WHAT YOU WILL DO:
Copy the material below word for word, from the line containing "Tag the stone" through the end of the material.
::: RECORDED DATA :::
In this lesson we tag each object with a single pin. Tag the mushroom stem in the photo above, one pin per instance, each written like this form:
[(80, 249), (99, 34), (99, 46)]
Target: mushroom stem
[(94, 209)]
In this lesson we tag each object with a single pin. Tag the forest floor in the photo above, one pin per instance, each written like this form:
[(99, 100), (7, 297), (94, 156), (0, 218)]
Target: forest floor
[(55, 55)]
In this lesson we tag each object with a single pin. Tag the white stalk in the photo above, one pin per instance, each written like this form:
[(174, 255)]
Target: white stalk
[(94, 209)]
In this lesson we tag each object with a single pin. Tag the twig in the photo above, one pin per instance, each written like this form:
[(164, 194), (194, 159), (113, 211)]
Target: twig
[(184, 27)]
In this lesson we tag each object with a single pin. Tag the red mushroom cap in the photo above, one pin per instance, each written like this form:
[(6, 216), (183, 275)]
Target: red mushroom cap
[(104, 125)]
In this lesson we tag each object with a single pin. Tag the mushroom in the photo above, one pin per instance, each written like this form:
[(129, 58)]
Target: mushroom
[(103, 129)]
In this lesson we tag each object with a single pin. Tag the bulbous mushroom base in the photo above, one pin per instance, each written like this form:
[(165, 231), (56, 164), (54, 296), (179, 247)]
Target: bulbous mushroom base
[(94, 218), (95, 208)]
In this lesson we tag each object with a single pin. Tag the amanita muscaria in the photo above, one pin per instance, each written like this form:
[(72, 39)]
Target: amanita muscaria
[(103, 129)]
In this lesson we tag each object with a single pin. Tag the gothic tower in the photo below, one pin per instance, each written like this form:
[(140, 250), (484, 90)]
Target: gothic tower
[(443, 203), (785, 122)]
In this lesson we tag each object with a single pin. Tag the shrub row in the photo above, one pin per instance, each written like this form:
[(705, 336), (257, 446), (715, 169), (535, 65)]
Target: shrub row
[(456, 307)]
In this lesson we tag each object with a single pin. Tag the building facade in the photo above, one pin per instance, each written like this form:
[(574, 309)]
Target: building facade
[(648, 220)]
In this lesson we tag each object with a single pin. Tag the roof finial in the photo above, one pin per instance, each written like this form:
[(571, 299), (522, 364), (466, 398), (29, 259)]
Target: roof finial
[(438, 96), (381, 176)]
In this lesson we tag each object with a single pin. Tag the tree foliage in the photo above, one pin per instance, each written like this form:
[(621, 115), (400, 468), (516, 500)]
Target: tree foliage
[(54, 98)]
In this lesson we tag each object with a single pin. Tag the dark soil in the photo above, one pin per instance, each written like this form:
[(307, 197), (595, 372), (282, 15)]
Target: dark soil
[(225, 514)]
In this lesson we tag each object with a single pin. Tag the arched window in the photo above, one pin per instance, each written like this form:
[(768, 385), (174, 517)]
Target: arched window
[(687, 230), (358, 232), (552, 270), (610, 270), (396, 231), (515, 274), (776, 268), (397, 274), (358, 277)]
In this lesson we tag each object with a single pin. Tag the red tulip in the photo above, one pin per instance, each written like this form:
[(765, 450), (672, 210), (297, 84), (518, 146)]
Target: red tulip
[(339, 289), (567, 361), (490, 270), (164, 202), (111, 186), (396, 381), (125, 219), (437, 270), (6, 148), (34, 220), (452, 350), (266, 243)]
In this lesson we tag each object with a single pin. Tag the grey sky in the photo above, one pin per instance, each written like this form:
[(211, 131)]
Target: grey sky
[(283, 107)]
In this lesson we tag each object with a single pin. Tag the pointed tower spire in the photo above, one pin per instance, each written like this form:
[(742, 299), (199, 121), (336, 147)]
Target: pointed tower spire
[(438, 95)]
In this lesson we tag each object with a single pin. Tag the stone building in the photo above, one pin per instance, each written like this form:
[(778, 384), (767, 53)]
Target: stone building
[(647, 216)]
:::
ANSWER TO THIS PROBLEM:
In this lesson we tag each object with a single pin. Tag the stone building in the photo above, one pin per instance, each written like this form:
[(778, 384), (767, 53)]
Target: stone building
[(647, 216)]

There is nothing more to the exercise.